▶ Data for processing:
◇ ◇ ◇ ◇ ◇ ◇ ◇
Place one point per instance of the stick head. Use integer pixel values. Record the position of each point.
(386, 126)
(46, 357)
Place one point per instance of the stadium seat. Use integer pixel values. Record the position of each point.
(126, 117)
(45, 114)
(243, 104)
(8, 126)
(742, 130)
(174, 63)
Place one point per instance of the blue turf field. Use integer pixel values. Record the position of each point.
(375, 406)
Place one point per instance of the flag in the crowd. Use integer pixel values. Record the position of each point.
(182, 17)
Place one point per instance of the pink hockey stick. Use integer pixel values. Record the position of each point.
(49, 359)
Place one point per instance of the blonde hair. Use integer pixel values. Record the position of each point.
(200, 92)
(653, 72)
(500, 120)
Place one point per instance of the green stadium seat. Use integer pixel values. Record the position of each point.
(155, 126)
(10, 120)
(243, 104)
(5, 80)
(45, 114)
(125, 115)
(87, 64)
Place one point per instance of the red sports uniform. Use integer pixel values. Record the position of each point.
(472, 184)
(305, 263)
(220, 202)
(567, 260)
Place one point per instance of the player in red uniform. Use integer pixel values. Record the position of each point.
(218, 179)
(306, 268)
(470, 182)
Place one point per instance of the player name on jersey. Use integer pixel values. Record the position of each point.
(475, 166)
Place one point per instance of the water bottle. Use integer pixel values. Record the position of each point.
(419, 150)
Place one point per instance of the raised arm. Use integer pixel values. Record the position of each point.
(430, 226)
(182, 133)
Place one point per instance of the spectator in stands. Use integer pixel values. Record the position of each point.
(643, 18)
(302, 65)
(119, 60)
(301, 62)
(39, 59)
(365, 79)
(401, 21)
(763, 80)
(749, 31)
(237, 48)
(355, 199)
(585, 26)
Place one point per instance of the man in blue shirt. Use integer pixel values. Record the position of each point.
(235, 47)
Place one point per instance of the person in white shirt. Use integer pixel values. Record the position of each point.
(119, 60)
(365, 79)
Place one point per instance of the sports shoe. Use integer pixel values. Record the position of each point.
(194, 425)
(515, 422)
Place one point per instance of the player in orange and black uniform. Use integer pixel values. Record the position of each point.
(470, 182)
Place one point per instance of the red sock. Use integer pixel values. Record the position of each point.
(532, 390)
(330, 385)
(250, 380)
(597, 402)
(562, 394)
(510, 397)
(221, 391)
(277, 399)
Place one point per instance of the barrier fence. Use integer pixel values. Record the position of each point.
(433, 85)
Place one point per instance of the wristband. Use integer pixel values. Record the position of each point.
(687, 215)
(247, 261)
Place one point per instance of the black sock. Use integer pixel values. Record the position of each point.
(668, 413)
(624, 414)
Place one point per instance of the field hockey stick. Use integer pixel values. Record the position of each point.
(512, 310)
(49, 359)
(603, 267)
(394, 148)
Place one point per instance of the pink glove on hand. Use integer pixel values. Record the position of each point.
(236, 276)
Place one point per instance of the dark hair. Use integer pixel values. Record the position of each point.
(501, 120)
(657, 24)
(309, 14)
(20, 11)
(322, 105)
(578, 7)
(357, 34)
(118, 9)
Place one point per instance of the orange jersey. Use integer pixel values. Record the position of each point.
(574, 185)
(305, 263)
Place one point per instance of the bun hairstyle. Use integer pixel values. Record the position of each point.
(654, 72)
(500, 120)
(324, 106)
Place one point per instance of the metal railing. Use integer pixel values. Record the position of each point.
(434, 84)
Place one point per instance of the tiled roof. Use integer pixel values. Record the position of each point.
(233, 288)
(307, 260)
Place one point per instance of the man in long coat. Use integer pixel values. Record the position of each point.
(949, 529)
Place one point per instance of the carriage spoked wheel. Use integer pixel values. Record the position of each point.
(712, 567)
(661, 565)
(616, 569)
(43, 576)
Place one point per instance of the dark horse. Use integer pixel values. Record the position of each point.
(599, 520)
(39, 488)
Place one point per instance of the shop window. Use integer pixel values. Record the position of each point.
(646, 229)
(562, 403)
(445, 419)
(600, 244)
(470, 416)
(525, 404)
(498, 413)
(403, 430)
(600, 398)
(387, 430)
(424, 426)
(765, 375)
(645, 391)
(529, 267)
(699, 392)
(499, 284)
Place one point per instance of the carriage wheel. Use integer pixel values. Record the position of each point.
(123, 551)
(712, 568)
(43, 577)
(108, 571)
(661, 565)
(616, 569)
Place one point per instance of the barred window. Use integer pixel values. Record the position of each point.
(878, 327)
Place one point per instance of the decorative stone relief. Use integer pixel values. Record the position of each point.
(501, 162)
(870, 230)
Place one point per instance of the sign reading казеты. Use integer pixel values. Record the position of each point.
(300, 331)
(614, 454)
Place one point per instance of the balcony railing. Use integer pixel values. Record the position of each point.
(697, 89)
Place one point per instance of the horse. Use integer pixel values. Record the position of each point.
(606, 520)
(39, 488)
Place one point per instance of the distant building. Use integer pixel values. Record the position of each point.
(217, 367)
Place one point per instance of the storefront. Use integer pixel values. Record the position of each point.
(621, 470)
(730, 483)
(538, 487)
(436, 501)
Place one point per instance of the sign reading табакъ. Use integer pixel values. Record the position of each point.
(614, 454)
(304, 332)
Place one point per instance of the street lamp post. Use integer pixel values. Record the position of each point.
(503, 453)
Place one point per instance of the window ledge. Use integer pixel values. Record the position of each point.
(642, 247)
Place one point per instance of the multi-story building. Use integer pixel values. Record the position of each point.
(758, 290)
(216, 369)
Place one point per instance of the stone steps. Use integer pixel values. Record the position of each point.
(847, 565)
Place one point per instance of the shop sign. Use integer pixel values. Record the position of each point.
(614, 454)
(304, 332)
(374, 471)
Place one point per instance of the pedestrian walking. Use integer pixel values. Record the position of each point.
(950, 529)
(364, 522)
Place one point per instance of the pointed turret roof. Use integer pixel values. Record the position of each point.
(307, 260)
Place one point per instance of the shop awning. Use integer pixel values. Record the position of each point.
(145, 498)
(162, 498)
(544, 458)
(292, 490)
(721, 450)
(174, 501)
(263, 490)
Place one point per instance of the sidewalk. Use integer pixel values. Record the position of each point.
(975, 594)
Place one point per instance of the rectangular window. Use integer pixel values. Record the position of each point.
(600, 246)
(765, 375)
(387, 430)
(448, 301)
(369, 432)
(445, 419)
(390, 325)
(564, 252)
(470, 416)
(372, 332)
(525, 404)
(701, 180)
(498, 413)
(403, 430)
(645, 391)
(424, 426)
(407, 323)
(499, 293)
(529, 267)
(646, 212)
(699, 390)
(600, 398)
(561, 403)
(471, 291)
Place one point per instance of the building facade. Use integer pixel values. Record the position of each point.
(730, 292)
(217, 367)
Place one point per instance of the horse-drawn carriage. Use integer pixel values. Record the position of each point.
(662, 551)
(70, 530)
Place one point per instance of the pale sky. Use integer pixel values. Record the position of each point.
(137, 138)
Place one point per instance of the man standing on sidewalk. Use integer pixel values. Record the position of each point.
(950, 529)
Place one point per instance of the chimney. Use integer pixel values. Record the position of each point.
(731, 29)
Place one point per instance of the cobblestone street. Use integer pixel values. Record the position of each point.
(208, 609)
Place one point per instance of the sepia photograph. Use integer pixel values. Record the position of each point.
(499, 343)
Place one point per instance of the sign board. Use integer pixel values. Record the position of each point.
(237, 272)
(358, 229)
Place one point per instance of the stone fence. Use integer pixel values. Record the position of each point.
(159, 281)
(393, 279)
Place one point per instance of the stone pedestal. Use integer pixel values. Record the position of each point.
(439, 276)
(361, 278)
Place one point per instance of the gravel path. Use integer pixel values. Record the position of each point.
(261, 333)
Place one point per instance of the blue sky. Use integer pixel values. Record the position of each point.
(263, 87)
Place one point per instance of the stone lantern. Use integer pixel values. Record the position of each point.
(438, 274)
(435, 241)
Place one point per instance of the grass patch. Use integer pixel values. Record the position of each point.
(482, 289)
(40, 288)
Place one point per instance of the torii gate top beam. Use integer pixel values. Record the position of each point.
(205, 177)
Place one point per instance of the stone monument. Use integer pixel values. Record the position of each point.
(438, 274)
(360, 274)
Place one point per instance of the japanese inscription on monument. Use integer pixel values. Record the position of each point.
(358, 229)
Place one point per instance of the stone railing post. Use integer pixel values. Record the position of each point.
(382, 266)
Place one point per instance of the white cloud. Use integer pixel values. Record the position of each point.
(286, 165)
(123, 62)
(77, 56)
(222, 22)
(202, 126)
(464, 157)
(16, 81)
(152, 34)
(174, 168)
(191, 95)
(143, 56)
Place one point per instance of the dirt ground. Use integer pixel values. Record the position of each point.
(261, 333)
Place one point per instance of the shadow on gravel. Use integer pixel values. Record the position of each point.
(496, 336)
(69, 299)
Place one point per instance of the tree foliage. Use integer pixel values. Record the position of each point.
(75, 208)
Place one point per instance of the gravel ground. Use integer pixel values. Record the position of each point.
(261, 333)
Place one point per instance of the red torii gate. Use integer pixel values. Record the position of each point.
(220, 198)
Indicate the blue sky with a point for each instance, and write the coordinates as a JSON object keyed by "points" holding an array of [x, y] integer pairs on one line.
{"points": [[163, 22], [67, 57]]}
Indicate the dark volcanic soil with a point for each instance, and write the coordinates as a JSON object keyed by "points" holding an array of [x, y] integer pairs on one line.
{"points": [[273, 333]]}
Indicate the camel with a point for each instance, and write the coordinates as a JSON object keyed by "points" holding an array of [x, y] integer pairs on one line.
◇ ◇ ◇ ◇ ◇ ◇ ◇
▶ Work to be completed:
Repeat exactly, and only, the lines of the records above, starting with the line that contains "Place one point per instance of the tree" and ending with the final line, both included.

▶ Problem solution:
Place one point per instance of the tree foliage. Use integer pixel values. Record the position of each point.
(75, 208)
Place one point per instance of the gravel ground. Use integer pixel values. Record the position of each point.
(261, 333)
Place one point per instance of the red torii gate. Use integer pixel values. Record the position of each point.
(220, 198)
Indicate the blue sky with a point for each instance, and write the coordinates as a JSON object keyed by "points" holding an array of [x, y] integer pairs on one line.
{"points": [[163, 22], [67, 57]]}
Indicate the dark volcanic soil with a point for each instance, and write the coordinates as a JSON object keyed by "points" holding an array of [x, y] integer pairs on one line.
{"points": [[273, 333]]}
Indicate the camel with a point for each instance, and write the coordinates as a JSON object keyed by "points" holding an array of [x, y] integer pairs on one line.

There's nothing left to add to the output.